**Given text:**
———

Nutella ( ,  , ) is a brand of sweetened hazelnut cocoa spread. Nutella is manufactured by the Italian company Ferrero and was first introduced in 1964, although its first iteration dates to 1963.

History 
Pietro Ferrero owned a bakery in Alba, an Italian town known for the production of hazelnuts. In 1946, he sold the initial  batch of Pasta Gianduja, derived from Gianduja. Originally sold as a solid block, Ferrero started to sell a creamy version in 1951 as Supercrema gianduja.

In 1963, Ferrero's son Michele Ferrero revamped Supercrema gianduja with the intention of marketing it throughout Europe. Its composition was modified, and it was renamed "Nutella". The first jar of Nutella left the factory in Alba on April 20, 1964. The product was an instant success and remains widely popular.

In 2012, French senator Yves Daudigny proposed a tax increase on palm oil from €100 to €400 per tonne. At 20 percent, palm oil is one of Nutella's main ingredients, and the tax was dubbed "the Nutella tax" in the media.

On 14 May 2014, Poste italiane issued a 50th anniversary Nutella commemorative stamp. The 70 Euro cent stamp was designed by Istituto Poligrafico e Zecca dello Stato and features a jar of Nutella on a golden background. Ferrero held a Nutella Day on 17 and 18 May to celebrate the anniversary.

———

**Extracted information:**
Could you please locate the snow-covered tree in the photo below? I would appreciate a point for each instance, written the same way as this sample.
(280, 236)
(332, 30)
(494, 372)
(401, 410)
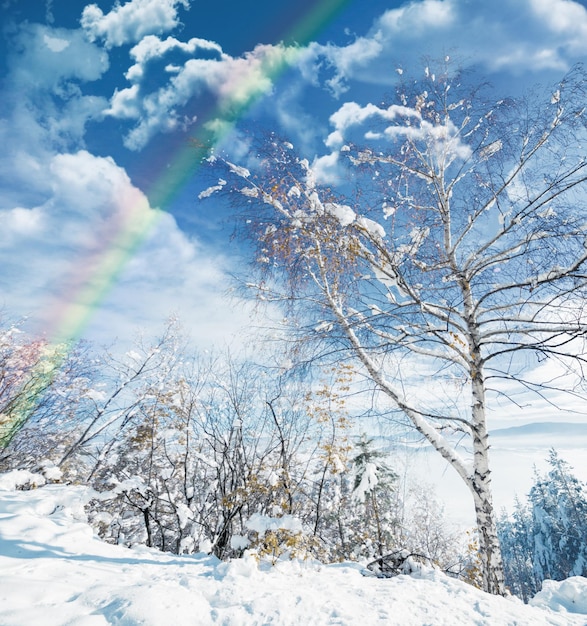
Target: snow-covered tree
(559, 514)
(457, 267)
(547, 536)
(517, 544)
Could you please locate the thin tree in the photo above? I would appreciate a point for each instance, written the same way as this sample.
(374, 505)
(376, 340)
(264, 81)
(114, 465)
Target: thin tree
(457, 267)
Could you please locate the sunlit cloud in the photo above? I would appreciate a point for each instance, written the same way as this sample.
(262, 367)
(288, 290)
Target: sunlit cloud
(130, 22)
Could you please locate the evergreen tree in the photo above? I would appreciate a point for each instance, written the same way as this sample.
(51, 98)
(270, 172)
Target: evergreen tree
(559, 508)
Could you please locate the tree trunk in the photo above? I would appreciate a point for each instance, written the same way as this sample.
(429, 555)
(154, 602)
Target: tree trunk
(489, 548)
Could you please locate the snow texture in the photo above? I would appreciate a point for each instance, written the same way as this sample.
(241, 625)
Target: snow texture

———

**Problem description:** Rewrite the Nutella text from "In 2012, French" up to and including "in the media.", putting "sunflower oil" in place of "palm oil".

**Exercise result:**
In 2012, French senator Yves Daudigny proposed a tax increase on sunflower oil from €100 to €400 per tonne. At 20 percent, sunflower oil is one of Nutella's main ingredients, and the tax was dubbed "the Nutella tax" in the media.